**Passage shown:**
***
In Conversation with Nora Turato

Words by

Lore Alender

In Conversation with Nora Turato

How did your fascination with language begin?

I think it’s both personal and collective. But I prefer focusing on the collective because it's a more interesting approach. There’s something happening in our culture: a disembodiment, where we're increasingly existing outside of our bodies, projecting ourselves through images, screens, and social media. Even now, talking on Zoom, I’m more aware of my image than of my physical self. This detachment creates a void, and language fills that void. Originally, language was a tool for expressing ourselves, but as we lose touch with ourselves, we start expressing through borrowed words, what we’ve read or heard, rather than what we truly feel or think. This obsession with language, I believe, comes from a longing, a sense of loss, like how people are obsessively playing Wordle. It’s like we’ve lost something essential in our ability to communicate, and this loss fuels the obsession.

Given this cultural landscape, what’s your personal relationship with social media?

For a long time, my work engaged deeply with social media and online language. I was obsessed with it, consumed by it, and then regurgitated it through my art. Marshall McLuhan once said that artists are the first alarm bells. But nowadays, instead of heeding the alarm, we’re just admiring the bell, how pretty it is. This reflects a broader issue in the art world. Right now, I’m reassessing my practice, trying to understand what has emerged from it and why. It’s important for artists to reflect on what they’re expressing and what’s beneath that expression. I’m exploring these ideas in my latest work for the Stedelijk, questioning the underlying obsession with language and what it reveals about our current moment. It’s a challenging but exciting process.
***
**Dataset content:**
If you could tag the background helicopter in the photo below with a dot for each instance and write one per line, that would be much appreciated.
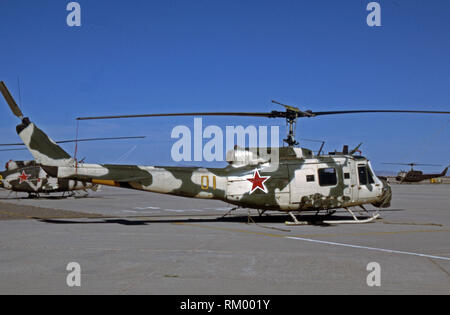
(413, 176)
(30, 177)
(300, 181)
***
**Set of tasks:**
1) Reproduce the part of the Nora Turato interview starting with "For a long time, my" and going on through "but exciting process.", word for word.
2) Pick up the Nora Turato interview after its last sentence and write what comes next.

**Replies:**
1)
For a long time, my work engaged deeply with social media and online language. I was obsessed with it, consumed by it, and then regurgitated it through my art. Marshall McLuhan once said that artists are the first alarm bells. But nowadays, instead of heeding the alarm, we’re just admiring the bell, how pretty it is. This reflects a broader issue in the art world. Right now, I’m reassessing my practice, trying to understand what has emerged from it and why. It’s important for artists to reflect on what they’re expressing and what’s beneath that expression. I’m exploring these ideas in my latest work for the Stedelijk, questioning the underlying obsession with language and what it reveals about our current moment. It’s a challenging but exciting process.

2)
Can you talk a bit about your artistic process? How do you go about collecting words and snippets? I know you have your Pools series.

It’s interesting because I've had some transformative experiences over the past year and a half that have shifted my practice. While I still collect language, it’s now more my own—words that come to me in dreams or while walking. I’m moving away from online sources and toward something more poetic. It feels like I’ve found my own words, and once you understand the root of an obsession, it starts to let go.

Nora Turato, 'it’s not true!!! stop lying!'. Installation view, Sprüth Magers, Los Angeles, February 28–April 27, 2024. Courtesy the artist and Sprüth Magers. Photo: Robert Wedemeyer

What’s driving this change?

I think it’s connected to this embodiment I keep coming back to. Through my performances, especially with my voice, I've been delving into the body and what it holds. Our fixations often stem from what we’re holding inside, and once those internal fixations are released, the external obsessions fade. I had this dream of disembodied heads talking while their bodies were submerged underwater with piranhas—a metaphor for the unconscious. It made me think of how we cover our bodies, our unconscious, with societal constructs, and this disconnect is something I’m exploring in my work.

I’m really intrigued by your exploration of language, especially since English isn’t your first language. As someone for whom English is also secondary, I’m curious about how it shapes your work and your connection to embodied experiences. Do you feel that working, thinking, or even dreaming in English offers you a kind of freedom, or does it impose certain boundaries?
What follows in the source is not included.